## Task description
Look through the listing below for the string "water". Show each line where it occurs.

## Material to process
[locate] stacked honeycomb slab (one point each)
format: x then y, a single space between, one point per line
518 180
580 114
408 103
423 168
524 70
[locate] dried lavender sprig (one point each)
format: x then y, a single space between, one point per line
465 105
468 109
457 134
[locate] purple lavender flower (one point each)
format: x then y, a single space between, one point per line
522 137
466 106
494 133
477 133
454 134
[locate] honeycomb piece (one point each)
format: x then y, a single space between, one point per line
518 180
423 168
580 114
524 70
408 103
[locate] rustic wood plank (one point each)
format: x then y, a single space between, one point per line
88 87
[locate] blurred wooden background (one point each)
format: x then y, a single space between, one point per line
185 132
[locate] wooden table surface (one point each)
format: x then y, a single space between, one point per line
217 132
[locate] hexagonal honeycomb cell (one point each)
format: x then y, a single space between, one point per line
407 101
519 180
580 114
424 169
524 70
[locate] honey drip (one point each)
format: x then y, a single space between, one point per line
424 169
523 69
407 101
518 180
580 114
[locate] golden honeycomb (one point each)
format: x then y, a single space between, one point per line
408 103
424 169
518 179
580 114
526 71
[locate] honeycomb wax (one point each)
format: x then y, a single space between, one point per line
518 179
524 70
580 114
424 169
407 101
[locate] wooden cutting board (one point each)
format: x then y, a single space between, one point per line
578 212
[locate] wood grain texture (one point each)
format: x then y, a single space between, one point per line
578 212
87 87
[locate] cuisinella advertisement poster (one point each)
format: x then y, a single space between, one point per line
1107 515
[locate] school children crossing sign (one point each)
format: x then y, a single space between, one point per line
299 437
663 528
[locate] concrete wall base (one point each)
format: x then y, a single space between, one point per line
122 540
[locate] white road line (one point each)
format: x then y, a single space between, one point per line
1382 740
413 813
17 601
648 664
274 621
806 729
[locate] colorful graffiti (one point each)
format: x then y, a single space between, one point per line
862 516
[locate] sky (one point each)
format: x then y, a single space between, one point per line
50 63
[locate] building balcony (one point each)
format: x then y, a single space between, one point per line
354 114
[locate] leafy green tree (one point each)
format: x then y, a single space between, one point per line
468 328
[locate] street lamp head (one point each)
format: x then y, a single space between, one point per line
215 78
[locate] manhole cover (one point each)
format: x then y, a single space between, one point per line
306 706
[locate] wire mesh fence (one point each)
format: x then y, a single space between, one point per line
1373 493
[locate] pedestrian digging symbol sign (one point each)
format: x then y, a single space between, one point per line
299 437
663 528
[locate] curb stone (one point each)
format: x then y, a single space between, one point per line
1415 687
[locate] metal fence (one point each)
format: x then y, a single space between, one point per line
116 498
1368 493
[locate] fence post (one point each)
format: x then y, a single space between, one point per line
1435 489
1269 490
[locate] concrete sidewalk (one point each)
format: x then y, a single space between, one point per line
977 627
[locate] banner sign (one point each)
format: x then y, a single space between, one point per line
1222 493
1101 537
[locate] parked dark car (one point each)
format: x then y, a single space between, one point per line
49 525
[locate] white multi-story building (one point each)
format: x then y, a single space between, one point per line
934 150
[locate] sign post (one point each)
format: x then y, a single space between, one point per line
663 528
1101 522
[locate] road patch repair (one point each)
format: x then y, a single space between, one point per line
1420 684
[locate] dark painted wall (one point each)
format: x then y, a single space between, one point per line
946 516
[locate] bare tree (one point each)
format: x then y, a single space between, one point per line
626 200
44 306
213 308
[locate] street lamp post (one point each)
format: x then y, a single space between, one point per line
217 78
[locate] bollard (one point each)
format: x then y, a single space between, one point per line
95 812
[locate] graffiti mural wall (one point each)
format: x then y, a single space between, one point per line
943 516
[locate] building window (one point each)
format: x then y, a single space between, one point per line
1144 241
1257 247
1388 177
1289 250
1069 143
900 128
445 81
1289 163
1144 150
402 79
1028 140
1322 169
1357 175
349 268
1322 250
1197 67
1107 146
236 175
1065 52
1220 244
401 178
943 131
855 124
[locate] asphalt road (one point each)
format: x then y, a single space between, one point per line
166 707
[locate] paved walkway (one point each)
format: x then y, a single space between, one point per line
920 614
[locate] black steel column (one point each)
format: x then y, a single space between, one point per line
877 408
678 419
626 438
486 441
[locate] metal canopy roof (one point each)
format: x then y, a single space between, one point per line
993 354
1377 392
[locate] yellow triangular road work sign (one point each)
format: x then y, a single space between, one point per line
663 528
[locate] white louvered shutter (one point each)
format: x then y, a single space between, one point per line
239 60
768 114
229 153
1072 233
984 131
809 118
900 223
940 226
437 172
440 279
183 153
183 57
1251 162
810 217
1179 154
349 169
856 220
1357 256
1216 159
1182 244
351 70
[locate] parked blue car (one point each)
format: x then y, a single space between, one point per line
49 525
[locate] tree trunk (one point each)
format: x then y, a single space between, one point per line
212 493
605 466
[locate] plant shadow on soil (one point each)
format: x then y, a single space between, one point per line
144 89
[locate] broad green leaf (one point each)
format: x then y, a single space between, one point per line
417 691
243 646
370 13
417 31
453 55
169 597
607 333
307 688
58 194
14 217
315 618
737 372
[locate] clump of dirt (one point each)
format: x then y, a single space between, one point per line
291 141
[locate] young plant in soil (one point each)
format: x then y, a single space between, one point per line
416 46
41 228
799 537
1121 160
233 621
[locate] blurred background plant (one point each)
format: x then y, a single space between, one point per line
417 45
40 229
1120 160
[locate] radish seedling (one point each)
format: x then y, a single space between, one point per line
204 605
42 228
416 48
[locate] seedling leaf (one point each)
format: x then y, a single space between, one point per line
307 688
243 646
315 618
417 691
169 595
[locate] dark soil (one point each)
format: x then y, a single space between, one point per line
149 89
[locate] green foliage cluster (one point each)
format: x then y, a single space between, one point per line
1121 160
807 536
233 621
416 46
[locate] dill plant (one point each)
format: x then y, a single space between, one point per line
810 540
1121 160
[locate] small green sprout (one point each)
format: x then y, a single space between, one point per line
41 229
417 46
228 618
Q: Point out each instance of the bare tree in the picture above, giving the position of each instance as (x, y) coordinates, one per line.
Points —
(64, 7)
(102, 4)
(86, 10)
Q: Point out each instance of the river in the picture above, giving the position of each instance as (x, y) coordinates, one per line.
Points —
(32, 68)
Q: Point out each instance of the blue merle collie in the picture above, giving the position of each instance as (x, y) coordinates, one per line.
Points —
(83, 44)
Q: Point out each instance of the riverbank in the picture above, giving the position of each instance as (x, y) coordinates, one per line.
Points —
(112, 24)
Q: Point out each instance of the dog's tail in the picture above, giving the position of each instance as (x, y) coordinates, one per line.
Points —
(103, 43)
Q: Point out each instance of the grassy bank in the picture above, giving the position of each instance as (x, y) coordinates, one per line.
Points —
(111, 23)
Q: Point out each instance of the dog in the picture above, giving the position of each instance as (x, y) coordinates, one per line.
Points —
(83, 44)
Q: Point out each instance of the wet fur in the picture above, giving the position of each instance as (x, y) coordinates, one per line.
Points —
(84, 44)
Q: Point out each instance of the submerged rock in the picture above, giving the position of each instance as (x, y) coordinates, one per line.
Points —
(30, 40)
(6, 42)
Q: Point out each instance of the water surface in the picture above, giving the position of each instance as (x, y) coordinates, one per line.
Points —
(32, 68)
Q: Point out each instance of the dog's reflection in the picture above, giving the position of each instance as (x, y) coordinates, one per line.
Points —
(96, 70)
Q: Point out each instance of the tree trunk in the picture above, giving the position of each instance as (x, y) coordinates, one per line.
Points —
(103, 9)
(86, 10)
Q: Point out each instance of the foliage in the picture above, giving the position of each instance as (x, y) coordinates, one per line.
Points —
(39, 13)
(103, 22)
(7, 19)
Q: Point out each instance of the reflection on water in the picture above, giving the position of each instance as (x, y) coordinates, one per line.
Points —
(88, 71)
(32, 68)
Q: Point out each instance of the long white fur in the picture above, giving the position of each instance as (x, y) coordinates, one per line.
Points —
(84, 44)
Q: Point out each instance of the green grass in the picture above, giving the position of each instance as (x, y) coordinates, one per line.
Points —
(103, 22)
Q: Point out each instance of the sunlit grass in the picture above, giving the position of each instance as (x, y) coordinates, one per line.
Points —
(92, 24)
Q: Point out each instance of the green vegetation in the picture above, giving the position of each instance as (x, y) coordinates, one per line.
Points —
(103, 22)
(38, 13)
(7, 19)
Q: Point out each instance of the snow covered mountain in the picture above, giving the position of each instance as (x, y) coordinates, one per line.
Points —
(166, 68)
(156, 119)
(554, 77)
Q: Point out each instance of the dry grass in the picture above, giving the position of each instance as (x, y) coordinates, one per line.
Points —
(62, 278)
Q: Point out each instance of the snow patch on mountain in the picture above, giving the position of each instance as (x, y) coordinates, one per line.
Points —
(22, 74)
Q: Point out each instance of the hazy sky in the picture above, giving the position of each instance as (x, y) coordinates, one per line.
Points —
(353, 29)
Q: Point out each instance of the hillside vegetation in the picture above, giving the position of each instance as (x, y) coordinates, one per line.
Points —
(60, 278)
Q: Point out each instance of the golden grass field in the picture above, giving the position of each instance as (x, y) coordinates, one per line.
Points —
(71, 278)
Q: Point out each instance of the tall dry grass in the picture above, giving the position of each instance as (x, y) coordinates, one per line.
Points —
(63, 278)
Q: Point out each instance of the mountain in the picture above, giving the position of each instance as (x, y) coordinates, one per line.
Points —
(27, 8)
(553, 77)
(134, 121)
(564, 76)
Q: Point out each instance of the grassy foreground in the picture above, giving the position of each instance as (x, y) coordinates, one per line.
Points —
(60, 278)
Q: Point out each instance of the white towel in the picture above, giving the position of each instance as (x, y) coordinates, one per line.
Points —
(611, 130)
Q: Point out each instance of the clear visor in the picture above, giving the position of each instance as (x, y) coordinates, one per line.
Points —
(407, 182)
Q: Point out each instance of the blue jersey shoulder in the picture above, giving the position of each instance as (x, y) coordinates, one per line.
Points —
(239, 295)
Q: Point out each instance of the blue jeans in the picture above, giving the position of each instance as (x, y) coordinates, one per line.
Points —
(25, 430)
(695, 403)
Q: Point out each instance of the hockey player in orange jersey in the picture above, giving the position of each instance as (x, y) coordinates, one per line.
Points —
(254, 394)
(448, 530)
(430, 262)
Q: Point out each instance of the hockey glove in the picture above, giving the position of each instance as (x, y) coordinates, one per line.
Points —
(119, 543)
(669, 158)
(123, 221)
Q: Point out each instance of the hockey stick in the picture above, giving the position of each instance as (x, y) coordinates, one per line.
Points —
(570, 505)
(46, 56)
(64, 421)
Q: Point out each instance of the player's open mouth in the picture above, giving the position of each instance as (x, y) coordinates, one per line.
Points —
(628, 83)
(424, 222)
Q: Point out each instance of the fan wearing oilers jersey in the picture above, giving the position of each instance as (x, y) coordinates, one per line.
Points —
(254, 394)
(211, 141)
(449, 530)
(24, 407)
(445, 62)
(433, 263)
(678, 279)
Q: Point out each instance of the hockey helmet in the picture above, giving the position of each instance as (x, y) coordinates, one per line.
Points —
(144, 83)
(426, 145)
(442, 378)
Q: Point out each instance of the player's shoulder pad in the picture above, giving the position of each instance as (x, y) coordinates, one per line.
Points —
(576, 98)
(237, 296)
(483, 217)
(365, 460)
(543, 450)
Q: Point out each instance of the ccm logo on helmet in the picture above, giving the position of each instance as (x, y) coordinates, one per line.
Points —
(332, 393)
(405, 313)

## Response below
Q: Point out each instance of the water surface in the picture above, giving the position of each instance as (x, y) coordinates, one per line.
Q: Point out each instance of the reflection on water in the picture above, giving the position of each instance as (x, y) coordinates, one per line.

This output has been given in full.